(Saved entries)
-- begin --

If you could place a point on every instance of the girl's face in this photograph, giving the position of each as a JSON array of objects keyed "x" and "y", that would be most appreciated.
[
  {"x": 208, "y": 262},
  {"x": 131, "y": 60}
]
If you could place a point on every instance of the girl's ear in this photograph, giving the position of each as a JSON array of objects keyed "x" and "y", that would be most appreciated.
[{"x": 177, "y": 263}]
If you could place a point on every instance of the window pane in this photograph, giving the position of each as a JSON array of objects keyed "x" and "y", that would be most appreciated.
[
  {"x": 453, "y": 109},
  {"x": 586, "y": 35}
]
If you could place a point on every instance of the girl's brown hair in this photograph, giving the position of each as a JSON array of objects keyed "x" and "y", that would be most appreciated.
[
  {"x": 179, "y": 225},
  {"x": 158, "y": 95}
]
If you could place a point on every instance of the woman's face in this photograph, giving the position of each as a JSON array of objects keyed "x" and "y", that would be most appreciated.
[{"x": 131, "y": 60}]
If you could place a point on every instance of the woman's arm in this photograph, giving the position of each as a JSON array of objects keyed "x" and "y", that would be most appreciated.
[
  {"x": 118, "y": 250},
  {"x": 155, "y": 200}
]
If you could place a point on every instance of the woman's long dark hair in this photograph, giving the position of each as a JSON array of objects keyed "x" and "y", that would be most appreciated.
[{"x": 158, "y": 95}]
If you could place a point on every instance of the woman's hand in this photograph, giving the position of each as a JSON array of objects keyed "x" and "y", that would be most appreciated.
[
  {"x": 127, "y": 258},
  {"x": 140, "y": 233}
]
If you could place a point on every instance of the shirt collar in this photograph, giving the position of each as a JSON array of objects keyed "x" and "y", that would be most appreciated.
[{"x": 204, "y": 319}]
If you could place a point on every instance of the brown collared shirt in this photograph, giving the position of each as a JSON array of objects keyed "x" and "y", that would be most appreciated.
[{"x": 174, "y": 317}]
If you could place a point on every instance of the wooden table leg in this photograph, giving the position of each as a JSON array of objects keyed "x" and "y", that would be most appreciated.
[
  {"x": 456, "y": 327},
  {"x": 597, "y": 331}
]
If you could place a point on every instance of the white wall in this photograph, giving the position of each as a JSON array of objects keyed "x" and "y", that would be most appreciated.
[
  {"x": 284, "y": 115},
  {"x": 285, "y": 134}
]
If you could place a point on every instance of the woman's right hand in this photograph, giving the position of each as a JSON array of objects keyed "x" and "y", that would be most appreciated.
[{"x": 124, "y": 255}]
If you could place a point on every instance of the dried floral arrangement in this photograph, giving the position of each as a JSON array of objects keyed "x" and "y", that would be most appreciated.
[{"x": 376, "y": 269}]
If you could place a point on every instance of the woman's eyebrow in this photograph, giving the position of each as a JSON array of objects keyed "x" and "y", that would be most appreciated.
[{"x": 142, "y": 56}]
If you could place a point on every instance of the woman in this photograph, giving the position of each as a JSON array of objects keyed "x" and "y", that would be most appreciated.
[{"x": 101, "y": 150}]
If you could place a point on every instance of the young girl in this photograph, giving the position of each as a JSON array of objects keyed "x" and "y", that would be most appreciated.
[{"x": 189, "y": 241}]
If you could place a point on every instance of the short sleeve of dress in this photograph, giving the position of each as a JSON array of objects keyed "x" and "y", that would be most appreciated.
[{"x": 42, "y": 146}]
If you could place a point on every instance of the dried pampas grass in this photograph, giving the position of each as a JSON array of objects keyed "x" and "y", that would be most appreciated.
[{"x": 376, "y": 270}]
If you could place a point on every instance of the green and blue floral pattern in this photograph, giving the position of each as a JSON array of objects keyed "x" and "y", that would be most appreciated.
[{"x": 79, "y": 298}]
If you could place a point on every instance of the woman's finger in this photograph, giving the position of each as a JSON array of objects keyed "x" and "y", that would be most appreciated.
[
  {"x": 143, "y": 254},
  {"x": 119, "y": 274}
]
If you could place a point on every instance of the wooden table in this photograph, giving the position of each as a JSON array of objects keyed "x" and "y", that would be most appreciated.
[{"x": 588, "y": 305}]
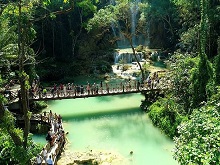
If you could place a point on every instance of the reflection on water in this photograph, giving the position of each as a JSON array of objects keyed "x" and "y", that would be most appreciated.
[{"x": 114, "y": 123}]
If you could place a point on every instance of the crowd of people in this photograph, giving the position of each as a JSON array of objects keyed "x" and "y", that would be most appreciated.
[
  {"x": 55, "y": 135},
  {"x": 71, "y": 89}
]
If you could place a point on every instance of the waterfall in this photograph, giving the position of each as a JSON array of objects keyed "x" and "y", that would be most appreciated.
[
  {"x": 134, "y": 11},
  {"x": 126, "y": 55}
]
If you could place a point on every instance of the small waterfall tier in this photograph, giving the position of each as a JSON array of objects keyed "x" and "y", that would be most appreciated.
[{"x": 126, "y": 56}]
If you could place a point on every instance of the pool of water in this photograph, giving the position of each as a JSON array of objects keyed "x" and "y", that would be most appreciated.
[{"x": 113, "y": 123}]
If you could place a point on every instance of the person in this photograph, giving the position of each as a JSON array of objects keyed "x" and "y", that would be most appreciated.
[
  {"x": 39, "y": 159},
  {"x": 50, "y": 161},
  {"x": 44, "y": 151}
]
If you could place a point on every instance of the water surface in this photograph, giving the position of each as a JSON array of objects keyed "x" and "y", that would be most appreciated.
[{"x": 114, "y": 123}]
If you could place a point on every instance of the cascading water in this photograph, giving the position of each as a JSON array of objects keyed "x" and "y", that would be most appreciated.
[
  {"x": 122, "y": 43},
  {"x": 126, "y": 56},
  {"x": 134, "y": 11}
]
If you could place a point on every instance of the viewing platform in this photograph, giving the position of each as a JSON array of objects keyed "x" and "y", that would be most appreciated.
[{"x": 55, "y": 139}]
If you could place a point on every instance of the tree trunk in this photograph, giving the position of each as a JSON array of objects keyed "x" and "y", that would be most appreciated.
[
  {"x": 135, "y": 56},
  {"x": 23, "y": 77}
]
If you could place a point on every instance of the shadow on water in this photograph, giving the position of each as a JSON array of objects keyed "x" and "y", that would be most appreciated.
[
  {"x": 101, "y": 114},
  {"x": 109, "y": 98}
]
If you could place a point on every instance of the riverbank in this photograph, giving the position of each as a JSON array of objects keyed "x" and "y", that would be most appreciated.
[{"x": 90, "y": 157}]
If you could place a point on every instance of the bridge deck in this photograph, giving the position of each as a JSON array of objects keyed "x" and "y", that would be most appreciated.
[{"x": 86, "y": 95}]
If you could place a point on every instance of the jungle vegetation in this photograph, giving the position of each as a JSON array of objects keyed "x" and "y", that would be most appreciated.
[{"x": 60, "y": 39}]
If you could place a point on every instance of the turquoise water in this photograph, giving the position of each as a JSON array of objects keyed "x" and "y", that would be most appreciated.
[{"x": 113, "y": 123}]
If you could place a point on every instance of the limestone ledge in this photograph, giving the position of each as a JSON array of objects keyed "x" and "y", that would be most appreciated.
[{"x": 90, "y": 157}]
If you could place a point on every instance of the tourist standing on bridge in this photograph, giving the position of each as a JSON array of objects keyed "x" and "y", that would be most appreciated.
[
  {"x": 138, "y": 85},
  {"x": 44, "y": 151},
  {"x": 88, "y": 88},
  {"x": 39, "y": 159},
  {"x": 50, "y": 161}
]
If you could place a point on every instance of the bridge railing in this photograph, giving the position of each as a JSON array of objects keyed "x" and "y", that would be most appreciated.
[{"x": 94, "y": 89}]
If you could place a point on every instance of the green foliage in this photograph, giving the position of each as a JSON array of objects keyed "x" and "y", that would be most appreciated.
[
  {"x": 217, "y": 69},
  {"x": 181, "y": 68},
  {"x": 164, "y": 114},
  {"x": 12, "y": 154},
  {"x": 199, "y": 138},
  {"x": 125, "y": 67}
]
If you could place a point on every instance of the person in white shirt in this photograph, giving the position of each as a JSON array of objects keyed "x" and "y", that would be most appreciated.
[
  {"x": 50, "y": 161},
  {"x": 45, "y": 154},
  {"x": 39, "y": 159}
]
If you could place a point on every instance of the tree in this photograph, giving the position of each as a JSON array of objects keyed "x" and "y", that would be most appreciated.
[
  {"x": 199, "y": 138},
  {"x": 22, "y": 13},
  {"x": 119, "y": 16}
]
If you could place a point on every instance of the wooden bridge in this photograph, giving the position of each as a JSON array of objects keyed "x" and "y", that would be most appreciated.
[
  {"x": 55, "y": 148},
  {"x": 96, "y": 91}
]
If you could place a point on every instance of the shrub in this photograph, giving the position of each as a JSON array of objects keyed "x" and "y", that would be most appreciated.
[{"x": 164, "y": 114}]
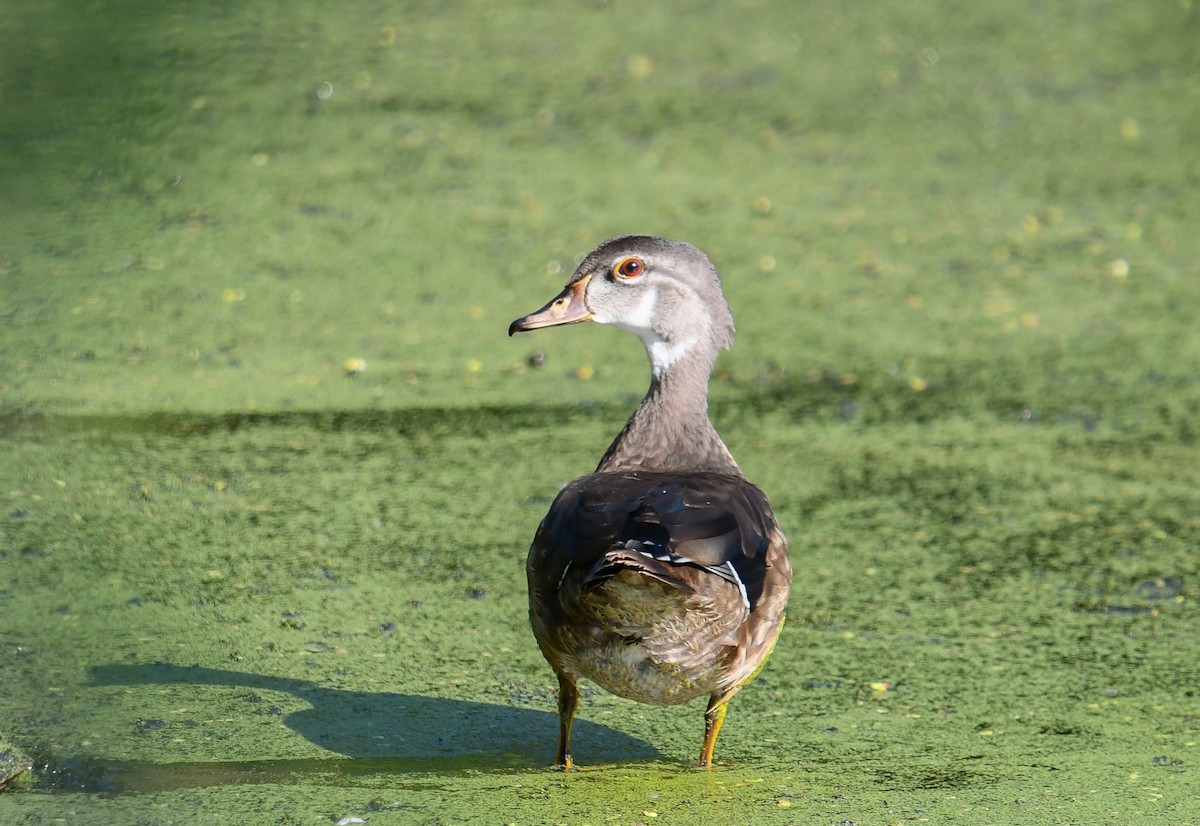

-- end --

From the items above, pull out every line that contains the string "shirt". Case counts.

Solution below:
If you could place a point on every instance of the shirt collar in this photograph, giving the position of each as a JSON array of objects keyed "x" and "y", that would be most appreciated.
If you could place a point on every instance of the brown collared shirt in this photograph, giving the position of each as a JSON array of objects keyed "x" and "y", that would be most appreciated.
If you could place a point on every instance of the person in white shirt in this photograph, giving the position of each as a JSON array of objects keyed "x" and "y", that would be most appreciated.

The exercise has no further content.